— What to do —
Rescale the lines that begin at the first line below and end after the one containing "[284,47,316,136]", and write them out again with the requests included. Multiply every bounding-box coordinate in the answers by 2.1, round each to a whole number with halves rounded up, and omit the pictures.

— Records supplied —
==============================
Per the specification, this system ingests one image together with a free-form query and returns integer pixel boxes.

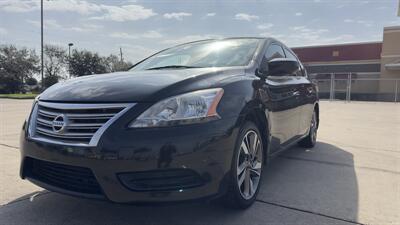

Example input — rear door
[264,43,300,151]
[284,47,316,136]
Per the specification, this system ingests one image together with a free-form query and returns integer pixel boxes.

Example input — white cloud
[0,0,101,14]
[235,13,259,21]
[91,5,157,22]
[260,26,356,47]
[0,27,8,35]
[343,19,374,27]
[117,43,156,63]
[26,19,103,32]
[0,0,39,12]
[257,23,274,30]
[0,0,157,22]
[26,19,62,29]
[162,34,223,45]
[164,12,192,20]
[110,30,163,39]
[65,24,103,32]
[45,0,101,14]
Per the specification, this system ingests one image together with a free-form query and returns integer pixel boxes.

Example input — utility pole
[68,43,74,78]
[119,47,124,62]
[40,0,44,91]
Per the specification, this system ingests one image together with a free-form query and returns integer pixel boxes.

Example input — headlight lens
[129,88,224,128]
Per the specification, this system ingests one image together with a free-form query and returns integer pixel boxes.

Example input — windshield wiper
[146,65,201,70]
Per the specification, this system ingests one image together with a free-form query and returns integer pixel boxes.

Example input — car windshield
[131,39,260,70]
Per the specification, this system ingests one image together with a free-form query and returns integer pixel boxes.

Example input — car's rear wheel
[223,122,264,209]
[299,110,318,148]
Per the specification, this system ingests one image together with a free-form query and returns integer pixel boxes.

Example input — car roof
[176,37,279,46]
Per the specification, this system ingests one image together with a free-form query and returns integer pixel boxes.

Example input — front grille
[24,158,102,195]
[118,169,204,191]
[33,102,128,145]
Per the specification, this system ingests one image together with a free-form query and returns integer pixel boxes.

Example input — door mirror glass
[266,58,301,76]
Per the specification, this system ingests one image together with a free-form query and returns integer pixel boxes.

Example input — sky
[0,0,400,62]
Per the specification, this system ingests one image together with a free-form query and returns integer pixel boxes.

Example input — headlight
[129,88,224,128]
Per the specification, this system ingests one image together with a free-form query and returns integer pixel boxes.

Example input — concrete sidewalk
[0,99,400,225]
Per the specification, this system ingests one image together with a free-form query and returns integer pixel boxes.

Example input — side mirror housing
[258,58,301,78]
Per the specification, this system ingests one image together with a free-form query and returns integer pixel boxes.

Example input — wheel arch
[238,102,270,163]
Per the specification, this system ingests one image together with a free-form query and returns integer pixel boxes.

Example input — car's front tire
[223,122,264,209]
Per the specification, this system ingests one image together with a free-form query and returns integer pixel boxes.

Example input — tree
[0,45,39,93]
[106,54,133,72]
[69,50,109,77]
[43,45,67,87]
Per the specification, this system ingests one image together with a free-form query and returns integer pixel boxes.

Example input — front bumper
[20,117,238,203]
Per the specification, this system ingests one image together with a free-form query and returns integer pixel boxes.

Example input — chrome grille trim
[28,101,135,147]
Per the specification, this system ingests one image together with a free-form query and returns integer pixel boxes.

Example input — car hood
[39,68,244,102]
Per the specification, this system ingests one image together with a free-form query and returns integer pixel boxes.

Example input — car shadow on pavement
[0,142,358,224]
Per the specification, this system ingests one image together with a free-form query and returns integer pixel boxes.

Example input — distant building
[292,26,400,101]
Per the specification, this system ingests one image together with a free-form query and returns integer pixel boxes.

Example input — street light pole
[40,0,44,91]
[68,43,74,78]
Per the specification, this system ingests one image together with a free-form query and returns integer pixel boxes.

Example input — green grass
[0,94,38,99]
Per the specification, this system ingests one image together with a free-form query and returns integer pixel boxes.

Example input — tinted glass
[285,48,303,76]
[132,39,260,70]
[265,44,285,61]
[285,48,298,61]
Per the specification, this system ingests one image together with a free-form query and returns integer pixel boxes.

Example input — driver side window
[265,44,285,61]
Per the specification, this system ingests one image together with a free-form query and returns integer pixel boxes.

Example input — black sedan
[20,38,319,208]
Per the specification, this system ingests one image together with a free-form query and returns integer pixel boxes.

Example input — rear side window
[265,44,285,61]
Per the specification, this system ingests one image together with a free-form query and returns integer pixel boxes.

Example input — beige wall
[379,26,400,93]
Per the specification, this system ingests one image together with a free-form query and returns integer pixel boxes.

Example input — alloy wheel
[236,130,263,199]
[310,112,317,143]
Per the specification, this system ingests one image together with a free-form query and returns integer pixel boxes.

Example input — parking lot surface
[0,99,400,225]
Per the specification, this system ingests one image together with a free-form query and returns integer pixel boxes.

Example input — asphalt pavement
[0,99,400,225]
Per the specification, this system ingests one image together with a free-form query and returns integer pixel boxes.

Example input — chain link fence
[309,73,400,102]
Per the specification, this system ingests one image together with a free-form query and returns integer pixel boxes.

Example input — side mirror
[258,58,301,78]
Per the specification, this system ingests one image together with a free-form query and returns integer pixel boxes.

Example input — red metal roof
[292,42,382,63]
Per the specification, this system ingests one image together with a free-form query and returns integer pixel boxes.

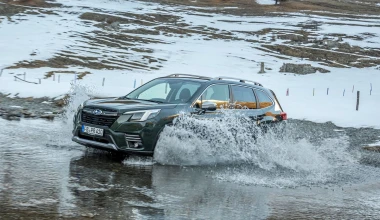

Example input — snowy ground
[0,0,380,128]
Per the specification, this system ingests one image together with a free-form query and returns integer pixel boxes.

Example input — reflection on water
[0,119,380,219]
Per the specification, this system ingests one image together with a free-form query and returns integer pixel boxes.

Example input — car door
[231,85,263,120]
[254,89,281,123]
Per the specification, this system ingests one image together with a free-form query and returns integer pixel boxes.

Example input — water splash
[154,110,357,187]
[50,83,96,145]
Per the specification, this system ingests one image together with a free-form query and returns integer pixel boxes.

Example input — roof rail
[214,76,263,87]
[165,73,211,79]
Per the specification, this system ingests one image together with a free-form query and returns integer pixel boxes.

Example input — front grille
[78,133,110,144]
[84,106,117,113]
[125,134,141,143]
[82,111,118,127]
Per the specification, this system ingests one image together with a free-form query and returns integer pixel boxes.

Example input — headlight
[124,109,161,121]
[77,102,84,112]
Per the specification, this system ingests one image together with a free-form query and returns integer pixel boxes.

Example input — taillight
[280,112,288,120]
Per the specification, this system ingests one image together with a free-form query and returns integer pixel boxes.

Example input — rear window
[255,90,273,108]
[232,86,257,109]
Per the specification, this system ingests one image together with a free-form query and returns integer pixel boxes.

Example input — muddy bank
[0,93,66,120]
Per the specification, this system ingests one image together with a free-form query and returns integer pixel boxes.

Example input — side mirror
[202,101,216,111]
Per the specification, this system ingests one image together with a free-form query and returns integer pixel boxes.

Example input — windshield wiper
[120,96,165,103]
[135,99,165,103]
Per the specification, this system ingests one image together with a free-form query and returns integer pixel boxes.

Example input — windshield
[125,79,201,103]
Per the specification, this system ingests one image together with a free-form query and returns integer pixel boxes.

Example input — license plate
[82,125,104,136]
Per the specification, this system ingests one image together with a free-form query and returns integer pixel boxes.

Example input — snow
[256,0,275,5]
[0,0,380,128]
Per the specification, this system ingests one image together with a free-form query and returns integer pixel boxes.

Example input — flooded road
[0,119,380,219]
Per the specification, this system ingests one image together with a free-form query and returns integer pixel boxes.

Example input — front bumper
[72,119,157,155]
[71,136,118,151]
==============================
— Solution for this task —
Per the specification, this system ingests one image together with a free-form query and returns integer pixel boxes.


Example input — rear door
[554,90,630,317]
[596,99,664,286]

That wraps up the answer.